Furthermore, during deployment of the vessel with the liquefied natural gas plant, the water intake risers have to be deployed by slidingly lowering the risers through apertures of guide sleeves, which guide sleeves form part of a riser spacer that is suspended from the vessel to a predetermined depth.

When deploying the vessel described in US Patent 7,318,387 for use in a location off-shore, the riser spacers and the water intake risers have to be lowered and installed before cooling water can be provided to the heat exchanger. This contributes to the time delay between arrival of the vessel at the deployment site and being able to use the hydrocarbon gas processing plant that is arranged on the vessel.

In accordance with a first aspect of the present invention, there is provided a floating off-shore hydrocarbon gas processing plant arranged on a floating structure, wherein said floating structure floats on a body of water above a sea bed, wherein the floating structure is anchored to the sea bed via an anchor line being attached to an anchor point on the sea bed, and wherein a water intake hose is provided comprising a distal end projecting away from the floating structure into the body of water and a proximal end that is connected to the hydrocarbon gas processing plant to take up a flow of water from the body of water via the distal end and convey the flow of water to the floating

structure through the water intake hose and the proximal end, wherein said water intake hose is mechanically connected to the anchor line at multiple locations along a length of the water intake hose and a length of the anchor line.

In accordance with a second aspect of the invention, there is provided a method of producing liquefied natural gas, comprising providing an off-shore hydrocarbon gas processing plant as described above or elsewhere herein, transferring heat from a hydrocarbon gas to a refrigerant stream, taking in a flow of water from the body of water through the water intake hose, and transferring said heat from the refrigerant stream to at least a portion of the flow of water .

[Position annotation records]
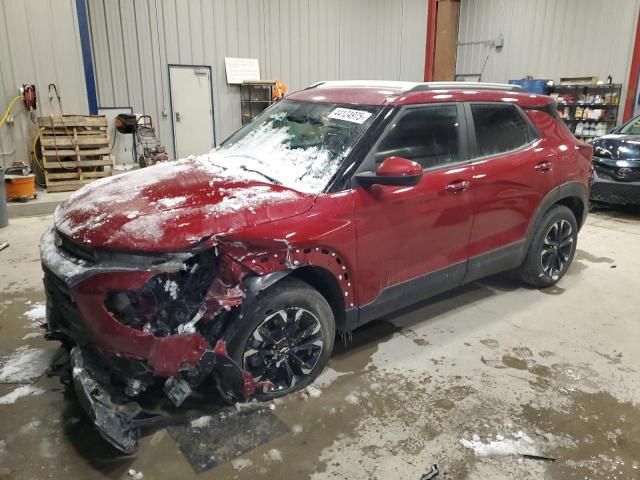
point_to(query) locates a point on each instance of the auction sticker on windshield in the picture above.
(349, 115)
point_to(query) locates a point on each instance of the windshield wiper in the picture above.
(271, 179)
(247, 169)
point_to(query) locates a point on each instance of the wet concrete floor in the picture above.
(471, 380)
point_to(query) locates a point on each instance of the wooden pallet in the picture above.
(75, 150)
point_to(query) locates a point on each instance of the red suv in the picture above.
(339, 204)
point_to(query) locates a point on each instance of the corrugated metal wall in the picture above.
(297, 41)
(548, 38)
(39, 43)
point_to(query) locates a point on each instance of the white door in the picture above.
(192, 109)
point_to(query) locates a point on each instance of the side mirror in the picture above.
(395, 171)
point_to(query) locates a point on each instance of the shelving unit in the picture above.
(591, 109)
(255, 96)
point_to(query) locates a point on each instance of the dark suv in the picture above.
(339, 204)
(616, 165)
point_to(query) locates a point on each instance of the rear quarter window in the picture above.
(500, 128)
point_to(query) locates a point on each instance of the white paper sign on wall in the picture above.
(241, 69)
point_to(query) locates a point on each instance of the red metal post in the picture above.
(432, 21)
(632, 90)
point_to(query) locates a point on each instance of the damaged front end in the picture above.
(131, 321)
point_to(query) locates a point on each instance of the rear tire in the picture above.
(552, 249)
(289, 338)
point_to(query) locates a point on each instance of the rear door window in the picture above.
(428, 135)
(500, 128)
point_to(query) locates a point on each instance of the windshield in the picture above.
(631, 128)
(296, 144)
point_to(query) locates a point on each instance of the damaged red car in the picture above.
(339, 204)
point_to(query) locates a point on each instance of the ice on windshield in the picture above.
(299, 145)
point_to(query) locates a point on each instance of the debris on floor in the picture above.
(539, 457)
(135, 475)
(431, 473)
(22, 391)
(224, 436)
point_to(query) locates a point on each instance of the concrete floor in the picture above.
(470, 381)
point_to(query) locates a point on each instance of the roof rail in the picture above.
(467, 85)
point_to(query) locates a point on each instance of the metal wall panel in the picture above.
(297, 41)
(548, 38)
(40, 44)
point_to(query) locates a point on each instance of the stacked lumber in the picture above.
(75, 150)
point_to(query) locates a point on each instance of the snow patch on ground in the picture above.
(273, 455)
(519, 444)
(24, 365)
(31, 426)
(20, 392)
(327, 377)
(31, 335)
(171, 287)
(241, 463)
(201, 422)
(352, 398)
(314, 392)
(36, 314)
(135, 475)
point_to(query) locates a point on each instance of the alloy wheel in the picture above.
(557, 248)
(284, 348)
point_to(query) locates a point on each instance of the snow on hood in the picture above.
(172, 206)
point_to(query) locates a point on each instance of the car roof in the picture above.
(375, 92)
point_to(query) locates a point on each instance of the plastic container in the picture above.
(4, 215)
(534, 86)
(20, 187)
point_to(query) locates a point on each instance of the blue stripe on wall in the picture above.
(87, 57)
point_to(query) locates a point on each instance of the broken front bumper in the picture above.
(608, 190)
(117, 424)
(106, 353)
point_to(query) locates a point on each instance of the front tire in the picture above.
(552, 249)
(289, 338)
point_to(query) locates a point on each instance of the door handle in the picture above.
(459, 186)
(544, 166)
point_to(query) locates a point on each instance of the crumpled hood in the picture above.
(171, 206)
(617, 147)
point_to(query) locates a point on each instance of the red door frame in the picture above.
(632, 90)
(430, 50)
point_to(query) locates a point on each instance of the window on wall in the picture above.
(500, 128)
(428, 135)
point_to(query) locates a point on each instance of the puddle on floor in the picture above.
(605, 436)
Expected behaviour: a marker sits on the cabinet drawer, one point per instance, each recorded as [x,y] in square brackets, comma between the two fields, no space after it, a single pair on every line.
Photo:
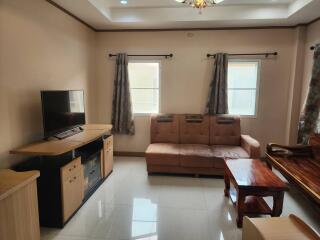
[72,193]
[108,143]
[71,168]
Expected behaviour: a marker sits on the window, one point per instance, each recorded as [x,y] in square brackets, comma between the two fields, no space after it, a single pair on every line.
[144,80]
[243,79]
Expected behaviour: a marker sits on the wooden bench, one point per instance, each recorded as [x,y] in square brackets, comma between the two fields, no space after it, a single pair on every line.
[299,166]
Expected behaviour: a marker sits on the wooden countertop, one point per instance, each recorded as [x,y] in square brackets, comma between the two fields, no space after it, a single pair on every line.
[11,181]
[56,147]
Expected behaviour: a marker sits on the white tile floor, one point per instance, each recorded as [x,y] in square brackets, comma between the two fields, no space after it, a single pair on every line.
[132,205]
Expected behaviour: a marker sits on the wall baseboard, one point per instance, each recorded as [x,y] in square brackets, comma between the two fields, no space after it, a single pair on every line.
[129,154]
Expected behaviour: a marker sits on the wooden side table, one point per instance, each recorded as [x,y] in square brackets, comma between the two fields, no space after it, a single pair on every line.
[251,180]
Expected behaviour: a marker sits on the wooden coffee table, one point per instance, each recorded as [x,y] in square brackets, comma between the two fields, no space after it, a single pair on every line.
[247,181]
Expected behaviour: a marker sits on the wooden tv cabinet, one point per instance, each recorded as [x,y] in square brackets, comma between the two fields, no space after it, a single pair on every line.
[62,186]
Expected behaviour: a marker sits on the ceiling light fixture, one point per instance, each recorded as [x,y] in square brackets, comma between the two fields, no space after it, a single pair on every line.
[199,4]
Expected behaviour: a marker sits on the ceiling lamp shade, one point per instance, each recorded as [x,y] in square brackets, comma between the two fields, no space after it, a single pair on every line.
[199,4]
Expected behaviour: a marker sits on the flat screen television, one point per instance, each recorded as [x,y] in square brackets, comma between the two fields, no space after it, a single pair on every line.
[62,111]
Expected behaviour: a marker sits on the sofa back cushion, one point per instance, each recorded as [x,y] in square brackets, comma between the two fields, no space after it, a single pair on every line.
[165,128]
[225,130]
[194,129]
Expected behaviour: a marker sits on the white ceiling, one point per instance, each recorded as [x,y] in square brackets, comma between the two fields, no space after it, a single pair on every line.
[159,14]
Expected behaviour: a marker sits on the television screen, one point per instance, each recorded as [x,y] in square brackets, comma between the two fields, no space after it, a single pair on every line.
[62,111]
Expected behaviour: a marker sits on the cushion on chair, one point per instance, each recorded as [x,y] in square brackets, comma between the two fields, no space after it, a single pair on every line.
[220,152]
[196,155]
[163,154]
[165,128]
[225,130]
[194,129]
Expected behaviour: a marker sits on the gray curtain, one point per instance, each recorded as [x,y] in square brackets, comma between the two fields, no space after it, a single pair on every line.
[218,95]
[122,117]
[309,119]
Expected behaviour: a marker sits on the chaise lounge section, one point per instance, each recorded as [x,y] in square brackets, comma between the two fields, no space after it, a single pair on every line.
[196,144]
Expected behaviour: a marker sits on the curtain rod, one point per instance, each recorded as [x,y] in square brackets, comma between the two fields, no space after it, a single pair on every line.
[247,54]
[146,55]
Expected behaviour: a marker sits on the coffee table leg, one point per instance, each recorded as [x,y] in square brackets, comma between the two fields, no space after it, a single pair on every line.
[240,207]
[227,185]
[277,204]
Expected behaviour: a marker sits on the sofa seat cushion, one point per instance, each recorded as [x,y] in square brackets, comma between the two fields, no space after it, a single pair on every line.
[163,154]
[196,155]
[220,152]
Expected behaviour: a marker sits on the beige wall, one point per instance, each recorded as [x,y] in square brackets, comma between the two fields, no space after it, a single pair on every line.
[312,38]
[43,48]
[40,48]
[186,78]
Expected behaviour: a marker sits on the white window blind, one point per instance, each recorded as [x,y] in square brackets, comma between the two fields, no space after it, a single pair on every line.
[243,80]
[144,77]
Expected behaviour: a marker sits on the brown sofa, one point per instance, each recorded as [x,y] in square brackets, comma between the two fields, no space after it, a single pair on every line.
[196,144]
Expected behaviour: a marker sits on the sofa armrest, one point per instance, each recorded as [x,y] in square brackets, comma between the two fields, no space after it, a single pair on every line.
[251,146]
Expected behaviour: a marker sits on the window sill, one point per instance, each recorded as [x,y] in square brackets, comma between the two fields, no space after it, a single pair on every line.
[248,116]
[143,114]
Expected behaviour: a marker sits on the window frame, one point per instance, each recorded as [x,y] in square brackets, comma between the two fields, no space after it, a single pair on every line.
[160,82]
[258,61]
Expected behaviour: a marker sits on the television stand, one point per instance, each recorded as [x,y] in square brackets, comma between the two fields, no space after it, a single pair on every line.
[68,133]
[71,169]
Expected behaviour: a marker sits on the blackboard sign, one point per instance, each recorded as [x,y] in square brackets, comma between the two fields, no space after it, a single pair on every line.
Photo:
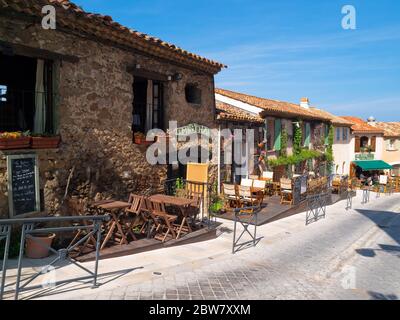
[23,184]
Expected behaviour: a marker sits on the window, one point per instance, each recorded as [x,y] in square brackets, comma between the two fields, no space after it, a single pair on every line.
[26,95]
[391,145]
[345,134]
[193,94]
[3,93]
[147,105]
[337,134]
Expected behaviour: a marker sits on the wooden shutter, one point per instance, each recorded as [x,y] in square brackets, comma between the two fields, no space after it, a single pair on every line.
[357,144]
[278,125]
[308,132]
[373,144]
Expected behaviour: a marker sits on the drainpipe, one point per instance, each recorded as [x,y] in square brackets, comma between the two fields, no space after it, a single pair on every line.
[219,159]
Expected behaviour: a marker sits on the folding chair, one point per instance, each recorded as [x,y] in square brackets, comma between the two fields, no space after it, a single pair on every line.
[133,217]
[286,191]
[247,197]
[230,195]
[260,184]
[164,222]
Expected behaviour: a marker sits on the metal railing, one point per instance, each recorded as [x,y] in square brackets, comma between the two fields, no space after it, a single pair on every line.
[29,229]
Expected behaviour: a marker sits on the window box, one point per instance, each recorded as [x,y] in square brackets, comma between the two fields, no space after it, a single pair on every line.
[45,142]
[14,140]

**EXERCISE OBJECTIVE:**
In the patent excerpt on the floating gas processing plant, what must be lowered and installed before cooling water can reach the heat exchanger on the vessel from US Patent 7,318,387?

**FINAL ANSWER:**
The riser spacers and the water intake risers.